**PROBLEM DETAILS**
Copy nothing from the entries below except the lines from the one containing "Query: front lawn" through the one containing "Every instance of the shirtless", and copy those exactly.

——

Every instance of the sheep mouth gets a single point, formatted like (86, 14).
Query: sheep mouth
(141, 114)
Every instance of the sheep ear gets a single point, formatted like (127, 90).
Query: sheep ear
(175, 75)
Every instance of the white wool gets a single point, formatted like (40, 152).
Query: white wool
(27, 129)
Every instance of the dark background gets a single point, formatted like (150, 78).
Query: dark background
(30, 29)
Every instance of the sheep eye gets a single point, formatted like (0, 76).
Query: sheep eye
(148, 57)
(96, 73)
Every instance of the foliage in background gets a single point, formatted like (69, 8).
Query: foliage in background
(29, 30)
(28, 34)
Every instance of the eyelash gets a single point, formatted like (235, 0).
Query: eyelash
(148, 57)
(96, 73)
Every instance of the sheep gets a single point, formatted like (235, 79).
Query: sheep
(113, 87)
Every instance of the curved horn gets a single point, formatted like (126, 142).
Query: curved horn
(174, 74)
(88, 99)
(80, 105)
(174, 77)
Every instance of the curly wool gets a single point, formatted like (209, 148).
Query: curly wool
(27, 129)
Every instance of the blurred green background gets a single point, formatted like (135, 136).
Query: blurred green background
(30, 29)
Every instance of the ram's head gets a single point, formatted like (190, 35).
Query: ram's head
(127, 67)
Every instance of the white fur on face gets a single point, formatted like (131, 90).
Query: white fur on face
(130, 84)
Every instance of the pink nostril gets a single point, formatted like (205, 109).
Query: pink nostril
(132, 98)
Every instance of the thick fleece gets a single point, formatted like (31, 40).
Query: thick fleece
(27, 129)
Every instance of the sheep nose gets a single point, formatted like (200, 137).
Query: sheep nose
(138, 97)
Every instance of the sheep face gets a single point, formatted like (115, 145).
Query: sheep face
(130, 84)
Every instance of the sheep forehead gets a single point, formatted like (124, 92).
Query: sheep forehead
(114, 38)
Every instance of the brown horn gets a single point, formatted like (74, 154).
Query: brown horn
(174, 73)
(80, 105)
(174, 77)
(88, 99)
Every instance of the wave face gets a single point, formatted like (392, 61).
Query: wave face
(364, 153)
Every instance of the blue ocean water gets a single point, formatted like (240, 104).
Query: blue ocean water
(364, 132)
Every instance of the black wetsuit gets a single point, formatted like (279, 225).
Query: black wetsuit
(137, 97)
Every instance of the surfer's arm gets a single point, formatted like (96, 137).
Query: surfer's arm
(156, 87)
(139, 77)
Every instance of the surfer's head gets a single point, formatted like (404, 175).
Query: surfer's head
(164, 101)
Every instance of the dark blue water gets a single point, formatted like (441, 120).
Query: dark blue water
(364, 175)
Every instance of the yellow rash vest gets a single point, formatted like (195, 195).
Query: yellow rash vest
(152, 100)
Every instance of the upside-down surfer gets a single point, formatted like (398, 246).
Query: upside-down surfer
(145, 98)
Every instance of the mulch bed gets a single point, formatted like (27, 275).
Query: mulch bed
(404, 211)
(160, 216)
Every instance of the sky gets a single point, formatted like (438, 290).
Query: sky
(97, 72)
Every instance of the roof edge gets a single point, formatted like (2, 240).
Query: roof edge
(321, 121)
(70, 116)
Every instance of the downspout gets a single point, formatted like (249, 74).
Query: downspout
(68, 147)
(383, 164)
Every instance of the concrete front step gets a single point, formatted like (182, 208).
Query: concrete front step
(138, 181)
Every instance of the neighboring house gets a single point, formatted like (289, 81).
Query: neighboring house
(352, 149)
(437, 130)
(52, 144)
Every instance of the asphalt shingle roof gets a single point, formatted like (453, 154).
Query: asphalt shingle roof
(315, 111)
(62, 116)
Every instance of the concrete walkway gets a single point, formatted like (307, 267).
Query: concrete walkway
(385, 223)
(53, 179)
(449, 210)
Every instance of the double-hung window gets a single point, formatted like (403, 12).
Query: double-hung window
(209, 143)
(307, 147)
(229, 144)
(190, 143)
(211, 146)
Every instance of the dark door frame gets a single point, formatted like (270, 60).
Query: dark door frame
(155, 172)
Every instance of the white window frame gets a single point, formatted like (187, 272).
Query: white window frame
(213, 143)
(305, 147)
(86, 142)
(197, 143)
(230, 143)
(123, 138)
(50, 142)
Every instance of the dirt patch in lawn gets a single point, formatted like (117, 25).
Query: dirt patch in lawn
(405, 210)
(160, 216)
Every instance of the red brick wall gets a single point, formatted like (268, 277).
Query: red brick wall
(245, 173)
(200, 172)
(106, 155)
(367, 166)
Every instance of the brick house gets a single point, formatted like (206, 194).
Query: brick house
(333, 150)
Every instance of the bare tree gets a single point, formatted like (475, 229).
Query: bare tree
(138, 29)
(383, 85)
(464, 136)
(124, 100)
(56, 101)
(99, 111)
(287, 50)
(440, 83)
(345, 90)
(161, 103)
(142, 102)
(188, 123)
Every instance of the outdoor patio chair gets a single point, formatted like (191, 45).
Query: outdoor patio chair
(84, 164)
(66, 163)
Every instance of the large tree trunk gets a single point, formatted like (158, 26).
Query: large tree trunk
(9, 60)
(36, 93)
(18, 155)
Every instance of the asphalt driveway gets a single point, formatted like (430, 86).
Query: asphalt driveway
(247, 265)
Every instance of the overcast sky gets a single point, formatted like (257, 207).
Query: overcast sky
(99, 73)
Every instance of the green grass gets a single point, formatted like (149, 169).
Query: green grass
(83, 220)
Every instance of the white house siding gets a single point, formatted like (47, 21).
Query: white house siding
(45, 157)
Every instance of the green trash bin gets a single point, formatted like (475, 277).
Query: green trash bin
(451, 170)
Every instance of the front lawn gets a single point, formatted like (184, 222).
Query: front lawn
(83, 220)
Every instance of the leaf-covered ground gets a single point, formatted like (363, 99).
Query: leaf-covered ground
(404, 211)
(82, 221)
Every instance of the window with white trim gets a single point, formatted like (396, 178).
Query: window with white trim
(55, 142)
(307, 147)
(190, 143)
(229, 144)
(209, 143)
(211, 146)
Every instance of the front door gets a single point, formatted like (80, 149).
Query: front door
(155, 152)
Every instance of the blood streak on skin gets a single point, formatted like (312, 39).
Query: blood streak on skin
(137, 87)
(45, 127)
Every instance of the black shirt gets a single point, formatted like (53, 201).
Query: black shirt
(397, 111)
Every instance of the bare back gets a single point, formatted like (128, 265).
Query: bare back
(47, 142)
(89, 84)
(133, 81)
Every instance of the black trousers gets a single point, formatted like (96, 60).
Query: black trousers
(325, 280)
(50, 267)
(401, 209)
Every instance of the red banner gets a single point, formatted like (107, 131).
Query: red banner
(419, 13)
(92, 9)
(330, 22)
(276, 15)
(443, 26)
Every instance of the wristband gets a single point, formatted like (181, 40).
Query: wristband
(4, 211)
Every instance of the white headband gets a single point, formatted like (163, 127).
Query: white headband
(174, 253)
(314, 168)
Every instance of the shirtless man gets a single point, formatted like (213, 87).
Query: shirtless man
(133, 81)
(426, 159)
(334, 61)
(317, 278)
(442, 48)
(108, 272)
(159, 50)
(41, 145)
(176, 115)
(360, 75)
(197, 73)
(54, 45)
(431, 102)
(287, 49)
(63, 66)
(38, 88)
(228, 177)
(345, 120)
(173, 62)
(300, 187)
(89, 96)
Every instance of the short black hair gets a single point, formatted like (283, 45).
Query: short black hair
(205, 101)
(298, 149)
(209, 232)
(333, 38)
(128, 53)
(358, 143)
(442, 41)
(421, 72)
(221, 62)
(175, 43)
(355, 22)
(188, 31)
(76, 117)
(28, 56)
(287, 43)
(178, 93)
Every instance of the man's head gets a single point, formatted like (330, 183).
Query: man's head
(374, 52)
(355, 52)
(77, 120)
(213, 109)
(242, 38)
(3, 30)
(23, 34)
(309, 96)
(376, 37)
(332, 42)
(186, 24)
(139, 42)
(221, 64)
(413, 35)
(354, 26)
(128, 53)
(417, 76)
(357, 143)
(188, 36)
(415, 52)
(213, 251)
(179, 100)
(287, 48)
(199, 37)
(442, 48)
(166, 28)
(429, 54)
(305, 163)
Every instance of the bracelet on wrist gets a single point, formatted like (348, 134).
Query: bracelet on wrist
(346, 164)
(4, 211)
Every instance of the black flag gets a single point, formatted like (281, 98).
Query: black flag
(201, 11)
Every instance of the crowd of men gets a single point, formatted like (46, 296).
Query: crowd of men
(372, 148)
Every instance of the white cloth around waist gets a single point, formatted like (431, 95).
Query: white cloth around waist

——

**RESPONSE FOR THIS EXERCISE**
Query: front lawn
(83, 220)
Every instance of the leaf-covered ground gets a single point, formatted like (363, 99).
Query: leaf-covered ground
(404, 211)
(82, 221)
Every instance of the window with white trim gets a single point, formatted like (396, 178).
Query: window with white trim
(55, 142)
(307, 147)
(190, 143)
(229, 144)
(209, 143)
(211, 146)
Every instance of the front door gets a single point, formatted like (80, 149).
Query: front door
(155, 152)
Every instance of the blood streak on skin gets a single point, formatted like (312, 39).
Query: blood streak on skin
(137, 87)
(45, 127)
Every instance of the black shirt gets a single point, formatted like (53, 201).
Query: black shirt
(397, 111)
Every instance of the bare back gets a single point, formatted like (128, 265).
Query: bare back
(47, 142)
(89, 84)
(133, 81)
Every instance of the black trousers gets a single point, formatted like (96, 60).
Query: black trousers
(325, 280)
(50, 267)
(401, 209)
Every instance of the red banner gets a single point, formatted like (107, 131).
Query: red banner
(419, 13)
(92, 9)
(330, 22)
(276, 15)
(443, 26)
Every instance of the wristband gets a single point, formatted like (181, 40).
Query: wristband
(4, 211)
Every instance of the white headband gets a single point, formatted like (163, 127).
Query: white headband
(174, 253)
(314, 168)
Every instance of the shirtless man gets a single point, formatted like (213, 87).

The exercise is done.